_What is required_:
Copy everything in the records below from the line containing "Locate the sunflower" down to the line containing "[374, 1068]", including both of those lines, without changing anything.

◆ ◆ ◆ ◆

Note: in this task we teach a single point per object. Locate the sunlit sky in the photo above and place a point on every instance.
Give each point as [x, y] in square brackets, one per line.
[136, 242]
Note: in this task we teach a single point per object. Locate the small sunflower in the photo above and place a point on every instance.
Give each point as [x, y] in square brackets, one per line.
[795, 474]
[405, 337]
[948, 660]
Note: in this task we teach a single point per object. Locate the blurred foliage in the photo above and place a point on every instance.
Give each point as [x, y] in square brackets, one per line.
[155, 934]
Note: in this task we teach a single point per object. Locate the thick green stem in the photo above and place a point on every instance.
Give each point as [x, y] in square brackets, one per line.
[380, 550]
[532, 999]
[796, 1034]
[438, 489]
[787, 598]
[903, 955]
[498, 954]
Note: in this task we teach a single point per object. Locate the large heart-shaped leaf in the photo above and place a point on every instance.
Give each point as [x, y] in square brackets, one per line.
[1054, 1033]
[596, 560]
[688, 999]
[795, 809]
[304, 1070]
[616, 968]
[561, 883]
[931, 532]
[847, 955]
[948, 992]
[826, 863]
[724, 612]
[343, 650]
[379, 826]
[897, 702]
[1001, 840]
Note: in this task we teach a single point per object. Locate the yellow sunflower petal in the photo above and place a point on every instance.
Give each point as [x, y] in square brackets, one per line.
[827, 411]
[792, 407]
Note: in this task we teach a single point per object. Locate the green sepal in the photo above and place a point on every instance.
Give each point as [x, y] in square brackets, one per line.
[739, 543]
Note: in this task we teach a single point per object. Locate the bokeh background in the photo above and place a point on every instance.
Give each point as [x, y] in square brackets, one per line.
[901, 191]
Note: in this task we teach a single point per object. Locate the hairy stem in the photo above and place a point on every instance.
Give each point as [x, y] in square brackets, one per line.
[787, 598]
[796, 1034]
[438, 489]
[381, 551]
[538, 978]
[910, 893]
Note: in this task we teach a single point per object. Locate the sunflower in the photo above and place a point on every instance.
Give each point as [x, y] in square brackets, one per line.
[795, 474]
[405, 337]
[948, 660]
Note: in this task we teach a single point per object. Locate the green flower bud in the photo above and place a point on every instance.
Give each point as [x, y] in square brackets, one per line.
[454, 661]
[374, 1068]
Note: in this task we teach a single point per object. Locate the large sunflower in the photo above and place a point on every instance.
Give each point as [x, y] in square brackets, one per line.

◆ ◆ ◆ ◆

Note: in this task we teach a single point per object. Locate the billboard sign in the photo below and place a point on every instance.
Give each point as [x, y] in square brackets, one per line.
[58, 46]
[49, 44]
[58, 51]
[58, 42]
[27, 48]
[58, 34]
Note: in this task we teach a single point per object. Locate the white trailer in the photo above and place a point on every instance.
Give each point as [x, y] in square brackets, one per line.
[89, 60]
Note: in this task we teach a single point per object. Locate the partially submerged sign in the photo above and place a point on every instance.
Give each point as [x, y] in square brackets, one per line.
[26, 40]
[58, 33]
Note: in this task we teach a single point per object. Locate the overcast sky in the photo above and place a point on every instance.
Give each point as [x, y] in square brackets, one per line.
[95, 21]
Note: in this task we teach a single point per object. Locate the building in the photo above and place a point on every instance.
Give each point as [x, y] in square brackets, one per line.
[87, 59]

◆ ◆ ◆ ◆

_Finished exercise_:
Note: in this task we teach a single point per object. Locate the sunflower in the photo above and place a point on every instance.
Give each point as [x, y] in square brackets, one per line.
[795, 474]
[405, 337]
[948, 660]
Note: in this task we teach a single point per object. Locate the green flower bud in the photo above and place a point on every instance.
Give each point as [x, y] in square brackets, one per line.
[454, 661]
[374, 1068]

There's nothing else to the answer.